## Set task
Please copy out every line of the items below, requests included, from the line containing "Objective — one point per instance of the valley" through the line containing "Target: grass seed head", both ends included. Shift each x and y coordinate in the answer points up by 138, and leave the requests and their sample points as they are.

## Given records
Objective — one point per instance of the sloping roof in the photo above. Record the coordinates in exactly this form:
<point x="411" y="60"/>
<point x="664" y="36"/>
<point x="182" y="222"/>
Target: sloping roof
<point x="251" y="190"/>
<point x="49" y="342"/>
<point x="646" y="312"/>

...

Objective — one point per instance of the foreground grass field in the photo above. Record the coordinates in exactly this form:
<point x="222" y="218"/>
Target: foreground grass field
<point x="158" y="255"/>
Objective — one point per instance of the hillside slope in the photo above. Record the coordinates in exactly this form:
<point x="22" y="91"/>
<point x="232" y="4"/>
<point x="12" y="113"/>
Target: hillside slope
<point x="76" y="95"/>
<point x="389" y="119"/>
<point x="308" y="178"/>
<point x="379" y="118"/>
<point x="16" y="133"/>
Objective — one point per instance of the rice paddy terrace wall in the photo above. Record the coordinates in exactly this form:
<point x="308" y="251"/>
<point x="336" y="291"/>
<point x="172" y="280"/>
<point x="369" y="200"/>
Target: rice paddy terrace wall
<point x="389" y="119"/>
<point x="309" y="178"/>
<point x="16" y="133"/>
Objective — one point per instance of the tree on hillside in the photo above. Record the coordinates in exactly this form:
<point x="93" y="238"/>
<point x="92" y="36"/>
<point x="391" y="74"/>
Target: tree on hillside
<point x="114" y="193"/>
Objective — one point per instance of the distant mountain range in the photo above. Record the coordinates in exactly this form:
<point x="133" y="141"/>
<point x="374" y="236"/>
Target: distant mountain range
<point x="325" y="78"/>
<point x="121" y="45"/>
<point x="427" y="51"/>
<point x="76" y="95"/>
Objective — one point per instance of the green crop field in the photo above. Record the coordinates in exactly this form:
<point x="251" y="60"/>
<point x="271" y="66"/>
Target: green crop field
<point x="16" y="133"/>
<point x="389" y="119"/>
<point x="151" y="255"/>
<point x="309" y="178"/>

==

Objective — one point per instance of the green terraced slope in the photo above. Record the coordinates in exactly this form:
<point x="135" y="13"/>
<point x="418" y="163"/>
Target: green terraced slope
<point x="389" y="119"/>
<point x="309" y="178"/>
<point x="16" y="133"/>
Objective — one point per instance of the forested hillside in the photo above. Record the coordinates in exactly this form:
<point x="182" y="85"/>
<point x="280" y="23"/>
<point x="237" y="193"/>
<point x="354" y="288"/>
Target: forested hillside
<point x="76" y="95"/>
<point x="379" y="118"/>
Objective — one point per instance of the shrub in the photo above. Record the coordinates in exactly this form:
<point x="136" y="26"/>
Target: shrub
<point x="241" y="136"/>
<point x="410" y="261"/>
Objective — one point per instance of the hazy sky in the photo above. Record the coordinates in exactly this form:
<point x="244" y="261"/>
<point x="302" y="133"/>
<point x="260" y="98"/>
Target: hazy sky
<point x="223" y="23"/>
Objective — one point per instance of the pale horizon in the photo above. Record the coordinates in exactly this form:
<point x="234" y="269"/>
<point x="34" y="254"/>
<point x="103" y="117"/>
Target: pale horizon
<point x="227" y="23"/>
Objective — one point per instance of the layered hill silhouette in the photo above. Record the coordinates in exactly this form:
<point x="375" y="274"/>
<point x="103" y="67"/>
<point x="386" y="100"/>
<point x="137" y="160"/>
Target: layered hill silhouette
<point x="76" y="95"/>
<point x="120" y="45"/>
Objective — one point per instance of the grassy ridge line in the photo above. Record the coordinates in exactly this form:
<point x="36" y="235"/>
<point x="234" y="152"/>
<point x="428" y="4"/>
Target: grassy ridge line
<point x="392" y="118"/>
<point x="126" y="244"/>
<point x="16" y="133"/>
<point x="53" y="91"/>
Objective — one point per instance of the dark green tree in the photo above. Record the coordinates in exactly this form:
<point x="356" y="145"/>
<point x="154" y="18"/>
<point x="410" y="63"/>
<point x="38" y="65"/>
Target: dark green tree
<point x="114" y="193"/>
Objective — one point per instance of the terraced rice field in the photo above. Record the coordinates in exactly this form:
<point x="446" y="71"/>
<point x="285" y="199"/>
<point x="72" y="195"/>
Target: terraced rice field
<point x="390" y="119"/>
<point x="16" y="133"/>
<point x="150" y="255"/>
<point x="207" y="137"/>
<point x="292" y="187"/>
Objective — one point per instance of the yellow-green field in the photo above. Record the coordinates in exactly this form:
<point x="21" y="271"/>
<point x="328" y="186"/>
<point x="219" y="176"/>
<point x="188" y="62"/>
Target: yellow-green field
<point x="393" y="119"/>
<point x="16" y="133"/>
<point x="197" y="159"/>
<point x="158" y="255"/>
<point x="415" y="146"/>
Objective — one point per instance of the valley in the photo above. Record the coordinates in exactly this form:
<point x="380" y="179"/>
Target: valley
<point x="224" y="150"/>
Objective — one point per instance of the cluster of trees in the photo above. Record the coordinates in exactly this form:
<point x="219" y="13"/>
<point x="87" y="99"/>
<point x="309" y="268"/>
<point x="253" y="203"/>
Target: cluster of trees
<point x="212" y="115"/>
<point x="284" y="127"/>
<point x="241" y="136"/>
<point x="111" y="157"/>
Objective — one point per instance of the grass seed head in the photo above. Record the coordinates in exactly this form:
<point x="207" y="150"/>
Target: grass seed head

## Answer to the task
Objective — one point per instance of the valley in the photo above. Record the coordinates in exactly this form:
<point x="380" y="179"/>
Target: valley
<point x="362" y="288"/>
Objective — one point per instance of the cluster of trees in the photo above. Record the coordinates in exactly this form:
<point x="219" y="13"/>
<point x="87" y="99"/>
<point x="309" y="268"/>
<point x="253" y="203"/>
Target: cluster of trees
<point x="350" y="253"/>
<point x="422" y="265"/>
<point x="379" y="274"/>
<point x="249" y="295"/>
Objective — one point per instance of the grass seed head in the photo above. Record the coordinates in exactly this form:
<point x="207" y="150"/>
Target: grass seed head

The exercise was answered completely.